Jill Koziol

Co-Founder and CEO of Motherly

Jill Koziol is the co-founder and CEO of Motherly, a wellbeing destination empowering mothers to thrive with expert content, innovative product solutions, and supportive community. Motherly engages an audience of 40 million+ readers and viewers a month, with on-demand parent education classes, Webby-award winning videos, The Motherly Podcast, essays, and articles, and a highly-engaged social media community.

She is also the co-author of “The Motherly Guide to Becoming Mama: Redefining the Pregnancy, Birth, and Postpartum Journey” and “This Is Motherhood: A Motherly Collection of Reflections and Practices.”

Jill is passionate about serving and empowering women and mothers because when mamas are successful, everyone wins. She is an advocate for families, female founders, and how to thrive with multiple sclerosis. Jill lives in Park City, Utah with her husband and two daughters.

Where did the idea for Motherly come from?

The short answer is that I cofounded Motherly simply because it didn’t exist and women were being significantly underserved by the parenting resources that were available to them back in 2015. The idea was born from a call with my now cofounder, Liz Tenety, an award-winning journalist and editor. She called to discuss the seedling of an idea she had for a platform that would speak to today’s modern mothers. On that first call we discovered we had a shared mission to support women as they become mothers and decided to build a next-generation brand that would redefine motherhood for the modern woman, that differentiated as woman-centered, expert-driven, and empowering.

What does your typical day look like and how do you make it productive?

I live and die by my calendar, scheduling every detail from work meetings to workouts to ensure I optimize every moment. The below is a typical day though increasingly I am having in person lunch or coffee meetings a couple times a week.

6:45am I start each day giving myself about 15 minutes in bed to check the news, emails, and my calendar for the day.

7:20am I’m dressed and ready for the day and in mom mode getting my daughters ready for the day and taking them to school

8am Call with my Chief of Staff to discuss any pressing matters and align on priorities

8:30am Workout

9:15 Email Check before returning to my home office

9:30 – 3pm Back to back internal and external video calls and meetings with hopefully a little time between to keep on top of email

3pm Pick up my daughters from school and bring them home for my husband and/or au pair to manage afternoon activities

3:30pm Email catchup, strategy work, occasional west coast calls

6pm – 8:30pm Family time!

8:30pm Final email check

9:30pm Shower & relax with my husband

10:30pm Bed, typically reading a bit before sleeping

How do you bring ideas to life?

I believe in sprints to timebox an idea, providing an opportunity to test and iterate, failing or succeeding quickly before scaling the idea.

Data items
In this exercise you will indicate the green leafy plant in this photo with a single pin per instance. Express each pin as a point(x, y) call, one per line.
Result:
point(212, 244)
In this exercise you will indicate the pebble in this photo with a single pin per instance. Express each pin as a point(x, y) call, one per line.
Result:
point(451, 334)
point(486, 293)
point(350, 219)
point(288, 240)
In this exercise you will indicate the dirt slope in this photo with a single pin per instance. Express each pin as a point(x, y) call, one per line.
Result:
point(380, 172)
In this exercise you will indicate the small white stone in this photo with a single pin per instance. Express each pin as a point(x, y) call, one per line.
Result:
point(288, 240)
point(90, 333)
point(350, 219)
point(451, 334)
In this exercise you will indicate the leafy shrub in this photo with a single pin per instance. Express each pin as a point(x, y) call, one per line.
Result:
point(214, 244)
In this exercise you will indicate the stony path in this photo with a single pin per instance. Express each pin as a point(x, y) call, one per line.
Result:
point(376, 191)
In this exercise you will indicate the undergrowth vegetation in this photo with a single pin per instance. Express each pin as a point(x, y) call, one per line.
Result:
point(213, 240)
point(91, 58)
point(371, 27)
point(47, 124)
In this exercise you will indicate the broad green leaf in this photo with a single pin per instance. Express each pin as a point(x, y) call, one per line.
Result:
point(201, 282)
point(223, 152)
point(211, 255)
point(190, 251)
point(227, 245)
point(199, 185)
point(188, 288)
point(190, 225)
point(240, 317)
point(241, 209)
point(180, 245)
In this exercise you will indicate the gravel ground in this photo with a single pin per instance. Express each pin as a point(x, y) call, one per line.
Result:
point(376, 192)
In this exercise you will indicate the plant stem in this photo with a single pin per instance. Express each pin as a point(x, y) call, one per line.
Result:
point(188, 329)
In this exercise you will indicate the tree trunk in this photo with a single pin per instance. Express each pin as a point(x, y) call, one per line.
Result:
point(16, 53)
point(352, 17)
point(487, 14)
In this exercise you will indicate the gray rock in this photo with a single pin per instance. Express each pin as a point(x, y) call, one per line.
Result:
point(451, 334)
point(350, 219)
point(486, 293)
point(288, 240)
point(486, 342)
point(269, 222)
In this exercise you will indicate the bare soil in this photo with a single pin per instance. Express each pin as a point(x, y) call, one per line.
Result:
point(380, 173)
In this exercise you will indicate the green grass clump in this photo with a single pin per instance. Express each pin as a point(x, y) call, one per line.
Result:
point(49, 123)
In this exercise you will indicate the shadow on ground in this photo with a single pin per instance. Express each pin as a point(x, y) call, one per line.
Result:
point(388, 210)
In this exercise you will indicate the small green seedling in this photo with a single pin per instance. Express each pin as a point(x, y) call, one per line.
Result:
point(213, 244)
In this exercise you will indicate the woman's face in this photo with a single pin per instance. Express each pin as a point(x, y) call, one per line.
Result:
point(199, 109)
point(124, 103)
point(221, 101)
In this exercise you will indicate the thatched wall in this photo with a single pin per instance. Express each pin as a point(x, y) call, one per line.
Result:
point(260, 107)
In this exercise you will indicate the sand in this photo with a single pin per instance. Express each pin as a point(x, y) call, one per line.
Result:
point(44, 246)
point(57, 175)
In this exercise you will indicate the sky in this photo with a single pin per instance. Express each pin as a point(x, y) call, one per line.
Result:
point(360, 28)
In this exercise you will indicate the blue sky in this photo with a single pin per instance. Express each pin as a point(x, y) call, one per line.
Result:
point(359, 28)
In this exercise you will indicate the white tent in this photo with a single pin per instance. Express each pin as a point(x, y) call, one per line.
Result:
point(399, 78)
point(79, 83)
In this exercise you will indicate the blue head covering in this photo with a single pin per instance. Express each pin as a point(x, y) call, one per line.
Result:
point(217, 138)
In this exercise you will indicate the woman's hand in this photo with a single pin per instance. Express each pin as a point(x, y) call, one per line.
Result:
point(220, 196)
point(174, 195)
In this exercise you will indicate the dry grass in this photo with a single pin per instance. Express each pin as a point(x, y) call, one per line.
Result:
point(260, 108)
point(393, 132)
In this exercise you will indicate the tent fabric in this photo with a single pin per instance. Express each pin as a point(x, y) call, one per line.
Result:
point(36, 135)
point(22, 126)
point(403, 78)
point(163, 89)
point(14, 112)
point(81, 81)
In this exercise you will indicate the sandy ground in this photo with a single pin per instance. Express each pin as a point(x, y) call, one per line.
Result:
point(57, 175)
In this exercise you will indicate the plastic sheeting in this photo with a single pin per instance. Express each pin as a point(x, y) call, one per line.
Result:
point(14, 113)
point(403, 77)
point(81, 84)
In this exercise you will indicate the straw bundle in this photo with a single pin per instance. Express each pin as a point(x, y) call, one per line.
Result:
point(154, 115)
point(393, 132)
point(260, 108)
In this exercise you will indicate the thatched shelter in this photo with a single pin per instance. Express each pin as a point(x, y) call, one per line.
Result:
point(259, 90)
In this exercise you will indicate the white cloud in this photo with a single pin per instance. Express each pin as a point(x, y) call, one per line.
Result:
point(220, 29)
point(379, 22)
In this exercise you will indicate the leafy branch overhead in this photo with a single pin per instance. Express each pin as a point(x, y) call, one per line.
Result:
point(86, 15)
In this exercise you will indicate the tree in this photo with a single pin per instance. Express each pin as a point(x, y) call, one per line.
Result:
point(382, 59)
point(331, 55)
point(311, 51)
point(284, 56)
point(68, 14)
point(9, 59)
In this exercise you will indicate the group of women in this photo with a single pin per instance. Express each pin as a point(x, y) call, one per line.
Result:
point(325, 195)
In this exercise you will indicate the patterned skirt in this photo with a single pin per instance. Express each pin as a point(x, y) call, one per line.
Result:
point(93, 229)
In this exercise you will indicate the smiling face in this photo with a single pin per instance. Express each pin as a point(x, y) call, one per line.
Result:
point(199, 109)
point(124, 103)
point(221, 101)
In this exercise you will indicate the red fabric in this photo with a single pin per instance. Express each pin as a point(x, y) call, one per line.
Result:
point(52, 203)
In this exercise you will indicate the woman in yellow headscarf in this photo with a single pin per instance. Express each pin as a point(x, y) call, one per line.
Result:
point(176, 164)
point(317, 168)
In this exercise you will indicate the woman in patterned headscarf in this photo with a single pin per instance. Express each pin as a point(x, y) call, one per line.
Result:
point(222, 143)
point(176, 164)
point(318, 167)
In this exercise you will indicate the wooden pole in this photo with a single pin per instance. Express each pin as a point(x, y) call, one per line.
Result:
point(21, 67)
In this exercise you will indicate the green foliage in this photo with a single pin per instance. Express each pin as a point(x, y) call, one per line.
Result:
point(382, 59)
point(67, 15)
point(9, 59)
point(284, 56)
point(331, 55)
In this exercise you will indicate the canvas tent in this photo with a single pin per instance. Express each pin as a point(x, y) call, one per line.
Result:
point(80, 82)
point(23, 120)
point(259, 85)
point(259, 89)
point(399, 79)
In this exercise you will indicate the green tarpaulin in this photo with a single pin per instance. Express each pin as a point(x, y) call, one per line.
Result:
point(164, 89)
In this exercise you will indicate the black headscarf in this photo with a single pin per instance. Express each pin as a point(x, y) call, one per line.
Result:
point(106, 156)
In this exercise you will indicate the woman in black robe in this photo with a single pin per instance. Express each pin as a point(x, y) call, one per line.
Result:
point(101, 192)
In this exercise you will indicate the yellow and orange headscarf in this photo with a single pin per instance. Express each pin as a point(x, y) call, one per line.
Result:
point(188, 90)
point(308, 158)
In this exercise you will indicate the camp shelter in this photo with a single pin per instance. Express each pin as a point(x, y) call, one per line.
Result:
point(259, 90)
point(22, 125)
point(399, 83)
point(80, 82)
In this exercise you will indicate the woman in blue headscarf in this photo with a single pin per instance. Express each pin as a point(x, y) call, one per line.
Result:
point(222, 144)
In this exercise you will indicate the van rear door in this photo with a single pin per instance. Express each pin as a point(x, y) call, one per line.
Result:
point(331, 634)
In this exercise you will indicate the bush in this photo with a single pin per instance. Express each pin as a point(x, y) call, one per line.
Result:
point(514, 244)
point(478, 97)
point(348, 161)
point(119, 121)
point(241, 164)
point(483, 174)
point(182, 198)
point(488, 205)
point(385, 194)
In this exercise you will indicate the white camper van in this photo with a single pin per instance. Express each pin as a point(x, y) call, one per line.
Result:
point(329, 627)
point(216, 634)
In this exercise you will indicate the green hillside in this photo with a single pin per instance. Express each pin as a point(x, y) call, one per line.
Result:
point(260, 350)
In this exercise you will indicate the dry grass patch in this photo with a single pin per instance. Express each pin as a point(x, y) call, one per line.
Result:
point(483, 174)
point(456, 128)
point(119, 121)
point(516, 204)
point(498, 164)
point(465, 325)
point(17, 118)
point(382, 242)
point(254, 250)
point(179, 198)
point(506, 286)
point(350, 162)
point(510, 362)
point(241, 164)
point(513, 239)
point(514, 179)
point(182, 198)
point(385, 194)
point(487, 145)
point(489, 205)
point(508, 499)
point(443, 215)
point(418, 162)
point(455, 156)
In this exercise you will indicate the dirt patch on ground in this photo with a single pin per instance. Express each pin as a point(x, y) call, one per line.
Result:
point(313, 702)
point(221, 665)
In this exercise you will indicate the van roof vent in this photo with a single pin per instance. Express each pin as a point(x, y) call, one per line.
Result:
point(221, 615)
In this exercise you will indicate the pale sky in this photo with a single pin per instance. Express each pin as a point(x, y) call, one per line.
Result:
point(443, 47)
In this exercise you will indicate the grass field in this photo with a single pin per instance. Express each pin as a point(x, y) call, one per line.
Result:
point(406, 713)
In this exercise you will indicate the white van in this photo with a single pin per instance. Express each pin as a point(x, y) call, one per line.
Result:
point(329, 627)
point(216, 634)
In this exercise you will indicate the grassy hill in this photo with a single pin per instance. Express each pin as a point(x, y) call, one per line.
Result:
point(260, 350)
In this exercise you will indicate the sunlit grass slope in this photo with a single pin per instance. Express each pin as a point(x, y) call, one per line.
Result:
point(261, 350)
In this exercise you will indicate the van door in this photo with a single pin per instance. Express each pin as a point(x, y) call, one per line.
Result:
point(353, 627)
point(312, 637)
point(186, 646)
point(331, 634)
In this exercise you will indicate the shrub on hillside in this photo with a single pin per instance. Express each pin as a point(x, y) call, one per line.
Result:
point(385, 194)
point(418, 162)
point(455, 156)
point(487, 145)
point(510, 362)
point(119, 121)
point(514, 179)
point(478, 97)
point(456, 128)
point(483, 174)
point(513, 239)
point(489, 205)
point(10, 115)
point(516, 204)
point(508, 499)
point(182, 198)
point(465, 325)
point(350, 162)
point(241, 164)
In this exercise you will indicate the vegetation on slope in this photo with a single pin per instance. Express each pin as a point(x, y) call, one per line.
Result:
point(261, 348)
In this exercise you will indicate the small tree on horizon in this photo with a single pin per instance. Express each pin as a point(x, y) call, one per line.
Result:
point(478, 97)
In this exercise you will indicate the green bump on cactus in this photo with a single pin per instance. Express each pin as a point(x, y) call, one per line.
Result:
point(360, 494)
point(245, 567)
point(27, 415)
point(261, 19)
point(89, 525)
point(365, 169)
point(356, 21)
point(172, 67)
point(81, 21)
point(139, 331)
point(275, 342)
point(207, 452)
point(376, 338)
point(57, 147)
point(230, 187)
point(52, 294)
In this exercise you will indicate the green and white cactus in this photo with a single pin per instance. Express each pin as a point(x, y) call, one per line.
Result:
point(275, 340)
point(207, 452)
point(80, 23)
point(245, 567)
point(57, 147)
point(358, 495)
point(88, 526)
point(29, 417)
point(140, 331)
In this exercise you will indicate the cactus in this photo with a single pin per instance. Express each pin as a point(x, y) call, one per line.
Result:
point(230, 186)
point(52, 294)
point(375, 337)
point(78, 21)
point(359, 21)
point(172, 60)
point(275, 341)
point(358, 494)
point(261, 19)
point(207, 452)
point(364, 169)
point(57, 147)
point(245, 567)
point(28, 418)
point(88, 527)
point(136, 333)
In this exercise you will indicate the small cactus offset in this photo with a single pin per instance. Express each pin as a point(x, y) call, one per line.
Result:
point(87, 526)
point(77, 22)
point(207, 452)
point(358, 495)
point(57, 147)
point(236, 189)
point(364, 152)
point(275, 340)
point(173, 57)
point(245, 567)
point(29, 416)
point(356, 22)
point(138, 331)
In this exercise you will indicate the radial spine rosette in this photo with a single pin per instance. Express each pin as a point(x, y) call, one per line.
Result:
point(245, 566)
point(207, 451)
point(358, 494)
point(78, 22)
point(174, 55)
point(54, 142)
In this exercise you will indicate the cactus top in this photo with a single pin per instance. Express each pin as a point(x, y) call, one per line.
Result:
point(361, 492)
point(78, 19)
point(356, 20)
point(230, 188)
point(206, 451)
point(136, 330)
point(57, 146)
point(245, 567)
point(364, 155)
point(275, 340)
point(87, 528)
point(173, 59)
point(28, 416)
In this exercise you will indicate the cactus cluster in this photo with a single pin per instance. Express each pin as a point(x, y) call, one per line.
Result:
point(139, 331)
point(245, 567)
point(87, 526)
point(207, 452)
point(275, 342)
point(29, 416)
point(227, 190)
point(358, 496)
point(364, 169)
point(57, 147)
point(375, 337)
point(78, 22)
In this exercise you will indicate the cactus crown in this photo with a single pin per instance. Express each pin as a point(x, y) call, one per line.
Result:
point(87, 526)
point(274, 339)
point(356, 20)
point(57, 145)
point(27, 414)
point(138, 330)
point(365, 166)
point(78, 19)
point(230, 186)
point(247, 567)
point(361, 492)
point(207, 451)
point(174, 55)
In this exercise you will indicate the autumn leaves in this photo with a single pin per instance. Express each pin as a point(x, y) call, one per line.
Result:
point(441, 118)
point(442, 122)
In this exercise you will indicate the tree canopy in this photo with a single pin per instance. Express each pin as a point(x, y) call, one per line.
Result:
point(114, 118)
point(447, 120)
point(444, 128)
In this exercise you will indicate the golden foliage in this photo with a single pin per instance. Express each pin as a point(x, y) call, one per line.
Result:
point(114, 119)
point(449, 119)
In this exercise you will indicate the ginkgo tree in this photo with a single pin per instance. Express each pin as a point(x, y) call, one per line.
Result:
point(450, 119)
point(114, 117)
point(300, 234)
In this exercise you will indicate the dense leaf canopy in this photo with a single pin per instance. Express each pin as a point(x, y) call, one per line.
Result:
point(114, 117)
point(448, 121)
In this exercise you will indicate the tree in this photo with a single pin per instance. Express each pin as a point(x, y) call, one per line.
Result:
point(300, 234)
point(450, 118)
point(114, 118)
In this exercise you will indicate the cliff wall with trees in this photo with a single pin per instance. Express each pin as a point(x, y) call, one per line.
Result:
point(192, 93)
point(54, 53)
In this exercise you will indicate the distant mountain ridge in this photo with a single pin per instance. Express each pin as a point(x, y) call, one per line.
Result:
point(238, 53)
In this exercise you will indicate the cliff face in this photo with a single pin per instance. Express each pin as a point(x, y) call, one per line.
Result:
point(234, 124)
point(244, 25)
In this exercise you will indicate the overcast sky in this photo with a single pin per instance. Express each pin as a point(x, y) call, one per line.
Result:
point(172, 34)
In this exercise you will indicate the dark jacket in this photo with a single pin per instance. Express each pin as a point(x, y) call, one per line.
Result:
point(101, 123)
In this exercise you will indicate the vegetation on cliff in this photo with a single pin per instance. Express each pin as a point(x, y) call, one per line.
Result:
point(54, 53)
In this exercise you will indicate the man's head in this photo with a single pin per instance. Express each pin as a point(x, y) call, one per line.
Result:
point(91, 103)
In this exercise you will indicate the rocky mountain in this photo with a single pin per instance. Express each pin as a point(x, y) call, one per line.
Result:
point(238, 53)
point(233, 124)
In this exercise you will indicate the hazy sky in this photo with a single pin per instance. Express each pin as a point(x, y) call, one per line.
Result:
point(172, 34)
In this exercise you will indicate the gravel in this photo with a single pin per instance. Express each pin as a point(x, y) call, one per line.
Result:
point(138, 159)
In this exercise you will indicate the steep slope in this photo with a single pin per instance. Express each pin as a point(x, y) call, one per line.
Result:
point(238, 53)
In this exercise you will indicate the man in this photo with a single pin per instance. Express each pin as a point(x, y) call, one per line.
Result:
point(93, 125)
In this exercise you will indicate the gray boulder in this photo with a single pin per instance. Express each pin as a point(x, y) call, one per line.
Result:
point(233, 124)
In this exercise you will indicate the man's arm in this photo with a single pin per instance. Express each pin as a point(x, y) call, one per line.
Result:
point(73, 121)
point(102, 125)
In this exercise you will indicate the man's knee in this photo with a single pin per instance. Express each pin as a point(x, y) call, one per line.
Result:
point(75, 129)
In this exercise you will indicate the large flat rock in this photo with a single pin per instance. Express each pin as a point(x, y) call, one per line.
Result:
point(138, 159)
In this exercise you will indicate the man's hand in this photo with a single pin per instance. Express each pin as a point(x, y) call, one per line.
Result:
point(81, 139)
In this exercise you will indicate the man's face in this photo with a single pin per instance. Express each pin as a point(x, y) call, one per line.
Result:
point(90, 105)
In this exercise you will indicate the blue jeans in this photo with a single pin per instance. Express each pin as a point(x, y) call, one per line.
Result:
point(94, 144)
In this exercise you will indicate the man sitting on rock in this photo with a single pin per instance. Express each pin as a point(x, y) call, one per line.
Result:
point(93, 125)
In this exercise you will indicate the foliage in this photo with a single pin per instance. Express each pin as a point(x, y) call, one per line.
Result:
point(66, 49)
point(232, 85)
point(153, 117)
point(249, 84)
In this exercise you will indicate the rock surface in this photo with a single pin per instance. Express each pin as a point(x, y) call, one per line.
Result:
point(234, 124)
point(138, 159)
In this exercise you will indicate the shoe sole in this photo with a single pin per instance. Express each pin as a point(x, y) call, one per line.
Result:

* [Exercise description]: Continue the interview with Jill Koziol from the point where it stops. The listing has no connection to the interview.

* [The result]:
What’s one trend that excites you?

Remote-first work policies. Motherly has been remote-first since our launch in 2015.

What is one habit of yours that makes you more productive as an entrepreneur?

Timeboxing – I block time out for nearly everything on my calendar giving tasks defined periods to accomplish them – this allows me to stay focused and avoid multitasking too much.

What advice would you give your younger self?

I’d tell myself to lead authentically, not to try to be a man or anyone other than who I am, leading with a full heart as my most authentic self. It took me a while in my 20s to learn that people sense authenticity and they follow it.

Tell us something that’s true that almost nobody agrees with you on.

Nearly 50% of today’s mothers are the primary breadwinner in their families – it’s a fact that many are surprised to learn and have difficulty believing. Because of this it’s a business and competitive imperative that we find ways to support working mothers in the workplace – our economic future depends on it.

As an entrepreneur, what is the one thing you do over and over and recommend everyone else do?

Cancel meetings – at the start of each week I cancel as meetings as possible. If it can be accomplished with an email, the goal isn’t clear, an agenda not established, or someone else can handle it as well or better than me, it’s canceled.

What is one strategy that has helped you grow your business?

Hiring great people and getting out of their way, seeing my role as helping to unblock them so they can be successful.

What is one failure you had as an entrepreneur, and how did you overcome it?

I believe that success is created when passion and persistence combine and that sometimes the key is to simply stay alive long enough to be successful. So while I fail in little, and sometimes big, ways each day, I see this as part of the journey vs failure. For example, we launched our first digital video class for parents in 2016 and it wasn’t successful because the market wasn’t ready, our audience wasn’t large enough, etc. So we killed it. But now in 2022 much has changed and we are now building the largest expert-driven digital parenting education platform.

What is one business idea that you’re willing to give away to our readers?

I’ve had this idea for a few years and haven’t found a solution yet – with so many streaming services featuring original series I find it hard to know when a new season of a favorite show is launched. I’d love for someone to launch an app that I can flag series I love across all streaming platforms that will notify me when a new season is released. It would be great if it also made recommendations for similar series. If this happens to already exist, please send it my way!

What is the best $100 you recently spent? What and why?

I buy fresh flowers weekly for my home office and while it may seem indulgent, I find that it brings me joy and encourages mindfulness during the day, both important for me to find each day to motivate me.

What is one piece of software or a web service that helps you be productive?

Trello – I keep track of to-dos and 1:1 topics for my direct reports, as well as notes from meetings.

What is the one book that you recommend our community should read and why?

Reshma Saujani’s new book, “Pay Up”, is an important read on the future of women in the workplace. The ideas she outlines are things Motherly has implemented over the last 7 years, proving they work and can be scaled.

What is your favorite quote?

My favorite quote is, “there’s nothing like 10 years of hard work to look like an overnight success.” This has been a critical mantra for me and Motherly because I so often compare myself and our business to others that have been around for a very long time.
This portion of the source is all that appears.